> **Exercise prompt**: Locate the line that contains "for every instance of the pink" in the entries below. Retype it and all following lines through the final one, character for character.

> **Point annotation dataset records**:
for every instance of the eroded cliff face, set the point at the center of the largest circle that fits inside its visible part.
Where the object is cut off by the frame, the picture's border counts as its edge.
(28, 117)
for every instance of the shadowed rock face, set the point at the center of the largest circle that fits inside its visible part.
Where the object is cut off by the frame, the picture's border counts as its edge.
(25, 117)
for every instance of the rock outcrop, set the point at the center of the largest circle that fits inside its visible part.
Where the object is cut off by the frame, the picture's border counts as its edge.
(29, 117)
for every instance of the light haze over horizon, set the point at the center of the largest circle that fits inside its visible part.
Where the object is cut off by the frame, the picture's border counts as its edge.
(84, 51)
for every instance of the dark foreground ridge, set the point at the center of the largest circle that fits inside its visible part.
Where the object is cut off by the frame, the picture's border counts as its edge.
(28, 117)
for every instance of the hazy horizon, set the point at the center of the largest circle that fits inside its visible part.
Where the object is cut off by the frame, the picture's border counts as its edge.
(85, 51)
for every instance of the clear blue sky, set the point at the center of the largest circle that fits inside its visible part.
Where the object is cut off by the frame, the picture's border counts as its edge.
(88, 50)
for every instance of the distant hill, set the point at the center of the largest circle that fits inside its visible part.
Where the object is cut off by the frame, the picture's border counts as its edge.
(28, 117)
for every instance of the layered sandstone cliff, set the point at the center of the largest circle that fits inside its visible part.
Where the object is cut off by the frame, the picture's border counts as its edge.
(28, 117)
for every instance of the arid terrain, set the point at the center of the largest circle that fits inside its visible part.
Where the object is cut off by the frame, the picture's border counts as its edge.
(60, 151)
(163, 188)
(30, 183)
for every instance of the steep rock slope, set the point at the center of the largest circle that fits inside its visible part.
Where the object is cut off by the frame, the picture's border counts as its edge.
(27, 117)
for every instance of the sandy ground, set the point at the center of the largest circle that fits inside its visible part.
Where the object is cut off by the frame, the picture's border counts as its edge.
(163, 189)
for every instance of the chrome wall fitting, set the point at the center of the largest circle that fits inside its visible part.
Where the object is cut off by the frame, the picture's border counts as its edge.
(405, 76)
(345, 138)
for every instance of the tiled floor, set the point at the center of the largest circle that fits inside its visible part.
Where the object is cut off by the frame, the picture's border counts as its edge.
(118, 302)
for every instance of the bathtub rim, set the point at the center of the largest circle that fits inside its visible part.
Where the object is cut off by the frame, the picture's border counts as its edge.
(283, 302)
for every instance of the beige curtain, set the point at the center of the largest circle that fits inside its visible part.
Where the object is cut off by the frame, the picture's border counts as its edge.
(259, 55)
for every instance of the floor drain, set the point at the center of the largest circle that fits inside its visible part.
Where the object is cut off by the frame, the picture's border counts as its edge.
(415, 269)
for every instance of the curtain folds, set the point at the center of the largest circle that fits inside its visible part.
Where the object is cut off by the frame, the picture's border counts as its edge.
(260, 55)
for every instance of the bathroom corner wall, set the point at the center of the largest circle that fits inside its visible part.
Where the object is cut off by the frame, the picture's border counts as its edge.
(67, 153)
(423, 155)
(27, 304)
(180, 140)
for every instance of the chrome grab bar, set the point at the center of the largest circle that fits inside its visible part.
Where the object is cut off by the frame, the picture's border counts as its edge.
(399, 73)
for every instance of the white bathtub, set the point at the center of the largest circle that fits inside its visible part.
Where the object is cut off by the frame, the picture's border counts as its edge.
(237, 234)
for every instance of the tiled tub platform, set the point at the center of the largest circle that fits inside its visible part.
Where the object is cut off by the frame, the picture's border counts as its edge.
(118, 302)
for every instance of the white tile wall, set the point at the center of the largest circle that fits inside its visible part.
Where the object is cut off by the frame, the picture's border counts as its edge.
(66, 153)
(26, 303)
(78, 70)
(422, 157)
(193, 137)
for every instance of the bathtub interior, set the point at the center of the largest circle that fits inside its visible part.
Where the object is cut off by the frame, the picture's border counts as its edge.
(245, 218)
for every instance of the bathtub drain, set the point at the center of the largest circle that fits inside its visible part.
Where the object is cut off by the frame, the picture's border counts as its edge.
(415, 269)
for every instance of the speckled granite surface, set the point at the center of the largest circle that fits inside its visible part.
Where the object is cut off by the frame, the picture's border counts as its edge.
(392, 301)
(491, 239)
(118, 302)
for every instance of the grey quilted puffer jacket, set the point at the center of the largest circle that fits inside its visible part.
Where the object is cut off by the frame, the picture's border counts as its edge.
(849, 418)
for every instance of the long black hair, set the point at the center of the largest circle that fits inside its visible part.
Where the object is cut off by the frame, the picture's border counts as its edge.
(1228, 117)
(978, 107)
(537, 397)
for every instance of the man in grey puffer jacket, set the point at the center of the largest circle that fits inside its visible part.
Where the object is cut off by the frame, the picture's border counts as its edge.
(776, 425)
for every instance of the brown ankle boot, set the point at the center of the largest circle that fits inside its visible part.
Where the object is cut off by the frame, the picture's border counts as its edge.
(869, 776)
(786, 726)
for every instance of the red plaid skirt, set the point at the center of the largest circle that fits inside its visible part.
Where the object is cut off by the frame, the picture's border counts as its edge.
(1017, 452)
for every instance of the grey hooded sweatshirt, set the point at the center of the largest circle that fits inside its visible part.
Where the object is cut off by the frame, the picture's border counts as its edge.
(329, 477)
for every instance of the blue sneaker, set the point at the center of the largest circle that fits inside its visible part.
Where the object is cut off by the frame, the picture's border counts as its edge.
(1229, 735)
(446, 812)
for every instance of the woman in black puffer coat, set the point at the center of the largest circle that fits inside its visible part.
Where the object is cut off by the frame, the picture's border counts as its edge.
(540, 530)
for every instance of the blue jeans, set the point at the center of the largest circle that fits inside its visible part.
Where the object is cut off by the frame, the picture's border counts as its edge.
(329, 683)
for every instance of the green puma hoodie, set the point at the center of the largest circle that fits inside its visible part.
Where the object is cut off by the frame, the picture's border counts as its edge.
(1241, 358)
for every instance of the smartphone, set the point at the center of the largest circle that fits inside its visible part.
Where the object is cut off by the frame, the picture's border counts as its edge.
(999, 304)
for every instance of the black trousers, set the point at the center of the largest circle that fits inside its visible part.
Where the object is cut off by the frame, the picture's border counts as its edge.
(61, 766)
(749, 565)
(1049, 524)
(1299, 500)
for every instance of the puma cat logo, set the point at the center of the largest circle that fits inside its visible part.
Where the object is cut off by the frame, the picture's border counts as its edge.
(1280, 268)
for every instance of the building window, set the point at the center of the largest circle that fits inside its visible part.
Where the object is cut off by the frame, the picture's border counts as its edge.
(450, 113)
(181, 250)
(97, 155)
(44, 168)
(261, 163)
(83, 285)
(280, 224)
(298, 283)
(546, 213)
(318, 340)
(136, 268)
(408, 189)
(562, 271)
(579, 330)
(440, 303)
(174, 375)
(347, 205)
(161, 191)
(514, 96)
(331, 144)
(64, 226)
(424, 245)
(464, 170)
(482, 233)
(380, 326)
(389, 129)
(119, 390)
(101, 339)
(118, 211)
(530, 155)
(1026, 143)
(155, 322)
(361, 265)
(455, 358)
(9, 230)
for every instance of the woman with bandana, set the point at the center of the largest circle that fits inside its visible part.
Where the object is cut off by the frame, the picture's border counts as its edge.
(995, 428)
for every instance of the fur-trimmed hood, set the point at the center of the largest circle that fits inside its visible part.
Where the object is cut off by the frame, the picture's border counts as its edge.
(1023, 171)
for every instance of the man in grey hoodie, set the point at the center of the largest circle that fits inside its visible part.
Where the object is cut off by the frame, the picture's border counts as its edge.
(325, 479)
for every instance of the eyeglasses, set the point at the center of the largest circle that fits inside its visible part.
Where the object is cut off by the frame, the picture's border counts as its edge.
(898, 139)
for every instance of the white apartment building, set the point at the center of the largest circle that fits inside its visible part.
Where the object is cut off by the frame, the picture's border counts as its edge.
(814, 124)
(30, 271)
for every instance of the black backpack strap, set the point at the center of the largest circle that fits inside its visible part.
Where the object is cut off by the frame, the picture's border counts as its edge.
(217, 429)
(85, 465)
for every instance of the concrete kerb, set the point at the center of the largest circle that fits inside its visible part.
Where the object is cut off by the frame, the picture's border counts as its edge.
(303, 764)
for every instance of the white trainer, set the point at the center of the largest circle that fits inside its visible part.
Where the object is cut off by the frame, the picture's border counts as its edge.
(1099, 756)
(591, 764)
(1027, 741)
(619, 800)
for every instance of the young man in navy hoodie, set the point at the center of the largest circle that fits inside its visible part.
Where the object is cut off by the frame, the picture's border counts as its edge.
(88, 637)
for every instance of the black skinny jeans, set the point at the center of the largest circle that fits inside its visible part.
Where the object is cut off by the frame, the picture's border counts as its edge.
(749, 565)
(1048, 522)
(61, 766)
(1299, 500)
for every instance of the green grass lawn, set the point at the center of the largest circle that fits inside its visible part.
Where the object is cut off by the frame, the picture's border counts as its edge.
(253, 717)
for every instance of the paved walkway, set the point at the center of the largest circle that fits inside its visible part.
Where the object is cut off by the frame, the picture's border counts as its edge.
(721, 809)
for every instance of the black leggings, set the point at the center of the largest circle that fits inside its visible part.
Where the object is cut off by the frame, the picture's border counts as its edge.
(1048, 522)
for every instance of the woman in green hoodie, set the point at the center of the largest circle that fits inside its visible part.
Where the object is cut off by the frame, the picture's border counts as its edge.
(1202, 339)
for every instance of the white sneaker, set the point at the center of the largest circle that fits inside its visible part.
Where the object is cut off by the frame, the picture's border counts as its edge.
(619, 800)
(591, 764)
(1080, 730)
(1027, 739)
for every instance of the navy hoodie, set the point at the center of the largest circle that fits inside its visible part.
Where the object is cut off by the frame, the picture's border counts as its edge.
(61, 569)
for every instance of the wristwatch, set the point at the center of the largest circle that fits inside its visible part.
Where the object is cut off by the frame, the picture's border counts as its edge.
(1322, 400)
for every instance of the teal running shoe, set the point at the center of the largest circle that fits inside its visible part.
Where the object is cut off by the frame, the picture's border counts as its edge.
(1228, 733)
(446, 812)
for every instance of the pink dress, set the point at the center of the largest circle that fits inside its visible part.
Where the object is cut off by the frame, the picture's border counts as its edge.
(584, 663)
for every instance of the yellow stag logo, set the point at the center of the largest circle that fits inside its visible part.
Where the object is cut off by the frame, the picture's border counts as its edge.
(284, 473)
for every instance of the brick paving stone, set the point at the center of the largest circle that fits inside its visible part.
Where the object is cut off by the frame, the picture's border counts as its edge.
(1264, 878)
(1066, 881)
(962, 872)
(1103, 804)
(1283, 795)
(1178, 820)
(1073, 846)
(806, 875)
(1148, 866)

> **Solution for this task**:
for every instance of the pink dress, set the point at the center of the largest circle that fits inside its visible part.
Where the object is cut off by the frame, the picture's border counts as its edge.
(584, 663)
for every instance of the yellow stag logo, set the point at the center of the largest circle that fits inside its visible part.
Where the object is cut off by the frame, the picture's border counts as its edge.
(284, 473)
for every instance of the brick paving stone, set the point at the center of the largest circle that fits inside its visible part.
Where the object is cut off by the frame, the picture's border counts as its edge.
(1264, 878)
(1066, 881)
(962, 872)
(1103, 804)
(1283, 795)
(1178, 820)
(1073, 846)
(806, 875)
(1148, 866)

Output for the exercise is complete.